◆ **What is asked**
Count the lines below that contain the string "wooden", treating uppercase and lowercase letters as distinct, and give only that number.

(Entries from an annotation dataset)
____________________
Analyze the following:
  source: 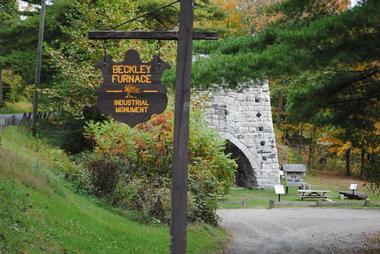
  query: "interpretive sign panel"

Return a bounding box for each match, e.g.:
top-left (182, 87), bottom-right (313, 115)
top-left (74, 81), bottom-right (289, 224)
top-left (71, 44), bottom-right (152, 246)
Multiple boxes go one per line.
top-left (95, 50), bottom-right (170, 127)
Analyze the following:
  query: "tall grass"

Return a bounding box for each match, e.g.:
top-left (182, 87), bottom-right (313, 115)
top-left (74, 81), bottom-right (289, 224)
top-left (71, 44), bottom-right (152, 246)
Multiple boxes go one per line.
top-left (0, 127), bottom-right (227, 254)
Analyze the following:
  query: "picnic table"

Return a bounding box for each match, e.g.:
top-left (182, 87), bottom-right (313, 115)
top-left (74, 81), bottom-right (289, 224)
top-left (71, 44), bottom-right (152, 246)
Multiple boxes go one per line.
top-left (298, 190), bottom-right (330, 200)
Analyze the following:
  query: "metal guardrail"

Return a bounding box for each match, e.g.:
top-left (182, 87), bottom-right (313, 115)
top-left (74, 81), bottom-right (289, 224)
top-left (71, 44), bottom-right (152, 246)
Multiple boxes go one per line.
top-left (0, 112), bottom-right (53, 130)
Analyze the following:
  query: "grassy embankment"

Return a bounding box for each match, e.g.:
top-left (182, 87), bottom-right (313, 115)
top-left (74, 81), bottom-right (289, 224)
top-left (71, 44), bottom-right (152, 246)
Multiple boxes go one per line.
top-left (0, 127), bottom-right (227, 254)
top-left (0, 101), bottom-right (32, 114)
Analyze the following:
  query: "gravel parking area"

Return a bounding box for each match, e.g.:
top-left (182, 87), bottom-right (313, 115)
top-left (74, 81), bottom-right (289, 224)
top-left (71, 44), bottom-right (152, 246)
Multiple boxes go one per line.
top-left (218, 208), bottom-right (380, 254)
____________________
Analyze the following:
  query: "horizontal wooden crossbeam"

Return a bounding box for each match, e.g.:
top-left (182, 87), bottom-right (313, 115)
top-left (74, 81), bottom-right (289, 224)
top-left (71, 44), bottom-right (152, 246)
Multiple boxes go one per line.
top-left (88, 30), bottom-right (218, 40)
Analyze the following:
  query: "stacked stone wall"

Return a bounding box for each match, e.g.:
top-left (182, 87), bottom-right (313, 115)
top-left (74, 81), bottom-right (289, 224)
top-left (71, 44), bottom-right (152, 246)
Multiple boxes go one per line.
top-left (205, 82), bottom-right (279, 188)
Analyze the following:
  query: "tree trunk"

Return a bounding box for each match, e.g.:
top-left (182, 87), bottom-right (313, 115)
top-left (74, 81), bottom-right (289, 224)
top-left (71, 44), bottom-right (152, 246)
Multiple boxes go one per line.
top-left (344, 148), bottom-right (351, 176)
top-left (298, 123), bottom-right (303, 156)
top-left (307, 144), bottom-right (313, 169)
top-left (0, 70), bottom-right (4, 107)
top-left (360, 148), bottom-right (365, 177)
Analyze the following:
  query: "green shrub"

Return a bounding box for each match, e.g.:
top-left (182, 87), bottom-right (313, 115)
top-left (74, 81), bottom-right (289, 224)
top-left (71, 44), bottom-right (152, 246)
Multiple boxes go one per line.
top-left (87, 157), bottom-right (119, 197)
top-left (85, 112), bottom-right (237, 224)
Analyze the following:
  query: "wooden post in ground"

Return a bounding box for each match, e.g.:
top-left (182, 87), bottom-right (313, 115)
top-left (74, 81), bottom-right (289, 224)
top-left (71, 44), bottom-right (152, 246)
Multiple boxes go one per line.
____________________
◆ **In response**
2